- _Directions_:
Please copy out every line of the listing below in which the word "sweater" appears.

- _Dataset entries_:
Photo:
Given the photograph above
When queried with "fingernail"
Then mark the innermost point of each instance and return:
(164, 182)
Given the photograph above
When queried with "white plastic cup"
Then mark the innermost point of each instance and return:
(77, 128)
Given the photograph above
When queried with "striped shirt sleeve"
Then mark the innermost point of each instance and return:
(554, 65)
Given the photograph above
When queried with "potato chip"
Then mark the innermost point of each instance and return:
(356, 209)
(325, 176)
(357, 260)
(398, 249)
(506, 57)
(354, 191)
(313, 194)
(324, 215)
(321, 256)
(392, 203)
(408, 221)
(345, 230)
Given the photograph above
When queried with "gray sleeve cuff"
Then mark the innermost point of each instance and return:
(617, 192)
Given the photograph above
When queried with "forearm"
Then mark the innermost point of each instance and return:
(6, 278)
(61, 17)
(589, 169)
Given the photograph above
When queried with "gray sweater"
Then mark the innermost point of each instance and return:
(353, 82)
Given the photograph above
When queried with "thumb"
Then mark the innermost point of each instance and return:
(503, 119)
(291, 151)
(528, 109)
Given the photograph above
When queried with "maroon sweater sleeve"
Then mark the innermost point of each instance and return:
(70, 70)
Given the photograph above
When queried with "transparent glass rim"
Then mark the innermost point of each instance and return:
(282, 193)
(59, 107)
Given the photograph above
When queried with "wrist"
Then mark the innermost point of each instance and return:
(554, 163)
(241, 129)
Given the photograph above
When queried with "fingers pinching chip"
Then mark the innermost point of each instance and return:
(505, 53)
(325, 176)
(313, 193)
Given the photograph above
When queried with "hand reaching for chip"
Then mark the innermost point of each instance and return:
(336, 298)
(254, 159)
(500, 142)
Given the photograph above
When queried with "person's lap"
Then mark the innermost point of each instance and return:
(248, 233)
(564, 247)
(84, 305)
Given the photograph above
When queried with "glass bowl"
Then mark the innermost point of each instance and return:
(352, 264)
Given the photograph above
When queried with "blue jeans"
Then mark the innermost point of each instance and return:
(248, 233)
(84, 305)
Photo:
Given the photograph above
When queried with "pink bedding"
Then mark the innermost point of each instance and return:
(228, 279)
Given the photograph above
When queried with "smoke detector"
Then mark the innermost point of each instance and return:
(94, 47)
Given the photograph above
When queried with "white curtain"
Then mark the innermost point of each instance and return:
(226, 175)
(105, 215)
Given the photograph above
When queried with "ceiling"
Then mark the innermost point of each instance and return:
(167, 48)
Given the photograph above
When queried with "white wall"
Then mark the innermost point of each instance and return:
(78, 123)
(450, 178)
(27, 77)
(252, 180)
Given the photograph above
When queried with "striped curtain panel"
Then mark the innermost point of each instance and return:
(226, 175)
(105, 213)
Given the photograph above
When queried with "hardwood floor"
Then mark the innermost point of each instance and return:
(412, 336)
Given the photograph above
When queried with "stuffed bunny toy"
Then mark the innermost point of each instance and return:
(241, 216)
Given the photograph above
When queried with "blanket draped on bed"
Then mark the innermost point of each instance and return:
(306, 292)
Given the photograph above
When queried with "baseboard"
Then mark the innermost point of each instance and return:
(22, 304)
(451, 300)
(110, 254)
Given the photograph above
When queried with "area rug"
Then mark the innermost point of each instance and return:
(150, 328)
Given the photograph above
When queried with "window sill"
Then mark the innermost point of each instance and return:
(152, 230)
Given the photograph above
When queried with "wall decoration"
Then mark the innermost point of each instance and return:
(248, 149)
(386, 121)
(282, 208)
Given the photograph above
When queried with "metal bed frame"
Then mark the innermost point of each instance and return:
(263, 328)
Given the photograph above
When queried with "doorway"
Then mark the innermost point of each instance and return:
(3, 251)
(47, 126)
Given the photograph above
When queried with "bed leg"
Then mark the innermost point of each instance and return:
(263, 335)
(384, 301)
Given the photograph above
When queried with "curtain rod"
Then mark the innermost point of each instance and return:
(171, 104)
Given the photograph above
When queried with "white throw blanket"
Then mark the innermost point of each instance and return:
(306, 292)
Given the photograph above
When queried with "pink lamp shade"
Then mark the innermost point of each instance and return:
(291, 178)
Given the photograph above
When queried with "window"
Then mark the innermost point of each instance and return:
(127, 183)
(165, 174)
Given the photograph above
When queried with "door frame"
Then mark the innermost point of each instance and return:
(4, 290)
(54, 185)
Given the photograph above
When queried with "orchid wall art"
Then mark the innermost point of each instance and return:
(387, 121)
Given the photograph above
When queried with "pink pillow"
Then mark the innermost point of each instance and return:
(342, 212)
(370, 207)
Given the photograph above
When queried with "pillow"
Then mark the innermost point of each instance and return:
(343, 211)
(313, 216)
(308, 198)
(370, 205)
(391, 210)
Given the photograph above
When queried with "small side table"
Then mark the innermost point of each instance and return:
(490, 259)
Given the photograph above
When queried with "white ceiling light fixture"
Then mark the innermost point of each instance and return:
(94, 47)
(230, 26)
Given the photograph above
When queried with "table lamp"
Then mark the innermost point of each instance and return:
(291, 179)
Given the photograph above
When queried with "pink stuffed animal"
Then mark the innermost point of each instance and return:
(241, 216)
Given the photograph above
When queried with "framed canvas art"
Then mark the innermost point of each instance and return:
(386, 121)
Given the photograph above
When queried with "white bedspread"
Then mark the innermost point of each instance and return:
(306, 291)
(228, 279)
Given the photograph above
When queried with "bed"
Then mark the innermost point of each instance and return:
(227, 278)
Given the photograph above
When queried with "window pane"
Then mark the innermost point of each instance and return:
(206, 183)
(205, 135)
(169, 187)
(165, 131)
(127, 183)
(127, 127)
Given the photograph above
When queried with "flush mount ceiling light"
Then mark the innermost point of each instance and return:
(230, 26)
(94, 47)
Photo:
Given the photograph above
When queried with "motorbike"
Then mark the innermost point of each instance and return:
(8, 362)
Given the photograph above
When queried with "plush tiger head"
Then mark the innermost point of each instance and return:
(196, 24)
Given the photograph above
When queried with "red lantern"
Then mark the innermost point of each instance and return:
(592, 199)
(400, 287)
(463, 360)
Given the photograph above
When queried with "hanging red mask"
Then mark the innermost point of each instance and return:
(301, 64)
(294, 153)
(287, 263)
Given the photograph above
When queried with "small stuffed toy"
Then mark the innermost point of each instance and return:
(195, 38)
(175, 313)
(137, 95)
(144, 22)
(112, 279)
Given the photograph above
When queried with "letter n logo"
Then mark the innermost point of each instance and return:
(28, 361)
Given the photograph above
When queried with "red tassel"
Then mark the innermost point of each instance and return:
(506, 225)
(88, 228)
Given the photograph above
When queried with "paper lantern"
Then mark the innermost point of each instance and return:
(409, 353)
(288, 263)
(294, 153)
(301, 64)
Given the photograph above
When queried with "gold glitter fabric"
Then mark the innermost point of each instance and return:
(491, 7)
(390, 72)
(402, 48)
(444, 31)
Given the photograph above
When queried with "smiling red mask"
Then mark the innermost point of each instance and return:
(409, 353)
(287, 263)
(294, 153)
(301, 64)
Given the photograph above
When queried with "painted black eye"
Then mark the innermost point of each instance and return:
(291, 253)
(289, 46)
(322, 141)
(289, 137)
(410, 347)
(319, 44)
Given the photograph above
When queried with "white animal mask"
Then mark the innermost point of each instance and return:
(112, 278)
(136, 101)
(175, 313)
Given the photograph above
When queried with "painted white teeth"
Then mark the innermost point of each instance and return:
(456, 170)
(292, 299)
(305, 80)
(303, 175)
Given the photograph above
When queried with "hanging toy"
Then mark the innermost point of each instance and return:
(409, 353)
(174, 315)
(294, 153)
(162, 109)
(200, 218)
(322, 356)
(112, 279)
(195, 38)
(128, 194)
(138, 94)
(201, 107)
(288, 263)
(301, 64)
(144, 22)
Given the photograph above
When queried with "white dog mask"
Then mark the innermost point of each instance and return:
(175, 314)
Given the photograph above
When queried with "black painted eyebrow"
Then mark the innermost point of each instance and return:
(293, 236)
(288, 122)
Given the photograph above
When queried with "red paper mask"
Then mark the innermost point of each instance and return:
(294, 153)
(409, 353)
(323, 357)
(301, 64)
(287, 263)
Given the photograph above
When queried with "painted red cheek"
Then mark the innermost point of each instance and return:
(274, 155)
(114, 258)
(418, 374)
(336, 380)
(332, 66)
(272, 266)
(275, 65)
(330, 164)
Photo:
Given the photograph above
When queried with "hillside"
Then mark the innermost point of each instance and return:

- _Task response_:
When queried with "gray sweater"
When queried with "maroon sweater sleeve"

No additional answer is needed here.